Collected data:
________________

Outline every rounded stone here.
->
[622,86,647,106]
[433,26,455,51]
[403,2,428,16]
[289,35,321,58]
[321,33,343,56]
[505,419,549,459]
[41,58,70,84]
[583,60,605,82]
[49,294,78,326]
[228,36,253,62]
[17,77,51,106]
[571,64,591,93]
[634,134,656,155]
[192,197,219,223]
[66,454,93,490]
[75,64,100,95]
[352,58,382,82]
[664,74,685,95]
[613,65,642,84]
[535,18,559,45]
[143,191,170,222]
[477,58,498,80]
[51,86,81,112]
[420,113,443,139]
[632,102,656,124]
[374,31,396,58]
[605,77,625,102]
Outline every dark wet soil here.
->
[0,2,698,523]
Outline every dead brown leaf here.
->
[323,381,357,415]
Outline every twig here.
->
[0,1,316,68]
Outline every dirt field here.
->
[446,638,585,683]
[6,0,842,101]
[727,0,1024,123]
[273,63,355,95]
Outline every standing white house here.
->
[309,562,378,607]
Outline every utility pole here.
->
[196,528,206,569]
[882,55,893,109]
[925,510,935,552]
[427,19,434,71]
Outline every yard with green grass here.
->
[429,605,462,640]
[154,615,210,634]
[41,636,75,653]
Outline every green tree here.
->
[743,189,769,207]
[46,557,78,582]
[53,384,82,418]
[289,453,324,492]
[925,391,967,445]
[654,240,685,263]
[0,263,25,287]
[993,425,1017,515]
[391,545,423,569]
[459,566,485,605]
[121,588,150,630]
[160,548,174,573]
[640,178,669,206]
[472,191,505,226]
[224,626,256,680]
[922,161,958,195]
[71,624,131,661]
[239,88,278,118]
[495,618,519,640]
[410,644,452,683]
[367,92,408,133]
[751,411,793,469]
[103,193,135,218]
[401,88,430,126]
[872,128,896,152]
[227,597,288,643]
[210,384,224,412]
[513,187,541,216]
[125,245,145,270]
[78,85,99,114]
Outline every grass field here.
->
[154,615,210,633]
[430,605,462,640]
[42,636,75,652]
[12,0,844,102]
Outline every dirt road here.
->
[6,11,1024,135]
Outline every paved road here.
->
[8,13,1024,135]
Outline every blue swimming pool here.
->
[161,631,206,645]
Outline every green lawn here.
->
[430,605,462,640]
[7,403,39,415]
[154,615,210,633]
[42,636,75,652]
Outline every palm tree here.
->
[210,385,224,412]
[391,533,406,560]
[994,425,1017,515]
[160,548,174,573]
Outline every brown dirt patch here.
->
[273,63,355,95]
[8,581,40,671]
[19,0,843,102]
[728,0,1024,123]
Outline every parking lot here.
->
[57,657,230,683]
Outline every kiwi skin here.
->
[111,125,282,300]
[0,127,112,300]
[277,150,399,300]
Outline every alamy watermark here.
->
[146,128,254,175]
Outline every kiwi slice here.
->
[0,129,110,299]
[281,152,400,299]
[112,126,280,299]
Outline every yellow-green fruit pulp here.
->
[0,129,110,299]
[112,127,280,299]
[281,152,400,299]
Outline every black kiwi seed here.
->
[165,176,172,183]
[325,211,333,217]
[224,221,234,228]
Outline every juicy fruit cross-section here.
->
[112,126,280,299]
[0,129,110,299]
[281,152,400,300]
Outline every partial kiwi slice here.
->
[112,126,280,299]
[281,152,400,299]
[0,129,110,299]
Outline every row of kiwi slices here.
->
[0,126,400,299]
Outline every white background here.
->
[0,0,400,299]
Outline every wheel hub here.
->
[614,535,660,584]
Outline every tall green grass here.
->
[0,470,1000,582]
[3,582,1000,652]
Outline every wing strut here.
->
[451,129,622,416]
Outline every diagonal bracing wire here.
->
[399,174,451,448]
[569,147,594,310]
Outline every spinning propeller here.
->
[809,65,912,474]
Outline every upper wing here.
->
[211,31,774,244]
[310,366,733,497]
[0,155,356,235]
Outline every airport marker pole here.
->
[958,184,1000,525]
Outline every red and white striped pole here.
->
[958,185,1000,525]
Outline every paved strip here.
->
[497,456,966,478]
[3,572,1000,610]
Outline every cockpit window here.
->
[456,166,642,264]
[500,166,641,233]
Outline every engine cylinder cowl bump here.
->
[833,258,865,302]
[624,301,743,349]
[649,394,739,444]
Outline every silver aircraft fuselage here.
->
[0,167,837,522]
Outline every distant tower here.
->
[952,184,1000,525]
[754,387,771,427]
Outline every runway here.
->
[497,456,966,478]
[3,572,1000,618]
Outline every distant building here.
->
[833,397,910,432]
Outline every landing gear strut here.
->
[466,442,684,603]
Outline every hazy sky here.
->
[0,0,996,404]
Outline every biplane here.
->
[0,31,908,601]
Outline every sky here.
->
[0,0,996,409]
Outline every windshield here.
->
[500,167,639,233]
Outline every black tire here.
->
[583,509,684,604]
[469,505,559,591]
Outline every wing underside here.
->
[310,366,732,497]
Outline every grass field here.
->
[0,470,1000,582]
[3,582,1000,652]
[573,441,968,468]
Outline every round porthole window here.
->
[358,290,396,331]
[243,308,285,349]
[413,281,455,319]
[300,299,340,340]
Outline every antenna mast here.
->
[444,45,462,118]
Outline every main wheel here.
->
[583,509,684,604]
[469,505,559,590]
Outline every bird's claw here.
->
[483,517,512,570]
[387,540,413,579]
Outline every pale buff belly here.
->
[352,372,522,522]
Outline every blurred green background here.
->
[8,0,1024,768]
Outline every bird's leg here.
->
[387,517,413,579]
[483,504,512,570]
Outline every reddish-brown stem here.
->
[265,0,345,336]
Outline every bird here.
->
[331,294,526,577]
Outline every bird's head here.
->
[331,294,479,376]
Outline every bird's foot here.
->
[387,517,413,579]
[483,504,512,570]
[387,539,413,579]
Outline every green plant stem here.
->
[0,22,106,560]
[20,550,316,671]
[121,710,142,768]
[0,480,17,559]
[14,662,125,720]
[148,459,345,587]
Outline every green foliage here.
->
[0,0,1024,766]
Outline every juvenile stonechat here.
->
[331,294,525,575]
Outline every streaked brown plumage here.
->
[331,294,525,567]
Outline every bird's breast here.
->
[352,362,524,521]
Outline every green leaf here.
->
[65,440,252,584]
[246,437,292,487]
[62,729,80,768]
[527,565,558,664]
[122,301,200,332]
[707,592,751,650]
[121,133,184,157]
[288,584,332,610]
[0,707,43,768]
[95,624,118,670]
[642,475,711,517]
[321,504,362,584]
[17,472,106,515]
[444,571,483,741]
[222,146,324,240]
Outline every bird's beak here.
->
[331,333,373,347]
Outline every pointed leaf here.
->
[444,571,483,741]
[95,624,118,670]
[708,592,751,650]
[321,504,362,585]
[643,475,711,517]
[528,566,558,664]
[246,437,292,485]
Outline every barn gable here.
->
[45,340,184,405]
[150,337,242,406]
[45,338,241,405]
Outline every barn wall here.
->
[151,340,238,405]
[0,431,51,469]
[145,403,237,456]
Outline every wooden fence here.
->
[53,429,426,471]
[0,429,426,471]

________________

* Directions
Copy the lines from the one containing "Outline every red and" up to and including the one containing "[469,505,559,591]", putting "vintage airplane" in place of "biplane". Leave everything else unchanged.

* Result
Outline every red and white striped pole here.
->
[958,185,1000,525]
Outline every paved strip here.
->
[497,456,966,478]
[3,572,1000,610]
Outline every cockpit window here.
->
[456,166,642,264]
[500,166,641,233]
Outline every engine cylinder cowl bump here.
->
[833,258,865,302]
[624,301,743,349]
[649,394,739,444]
Outline every silver aircraft fuselage here.
->
[0,167,837,522]
Outline every distant tower here.
->
[952,184,1000,525]
[754,387,771,427]
Outline every runway here.
->
[497,456,966,478]
[3,572,1000,618]
Outline every distant building here.
->
[833,397,910,432]
Outline every landing gear strut here.
->
[466,442,684,603]
Outline every hazy sky here.
->
[0,0,996,404]
Outline every vintage airplane here.
->
[0,31,908,601]
Outline every sky here.
->
[0,0,996,409]
Outline every windshield here.
->
[500,167,639,233]
Outline every black tire here.
->
[583,509,684,604]
[469,505,559,591]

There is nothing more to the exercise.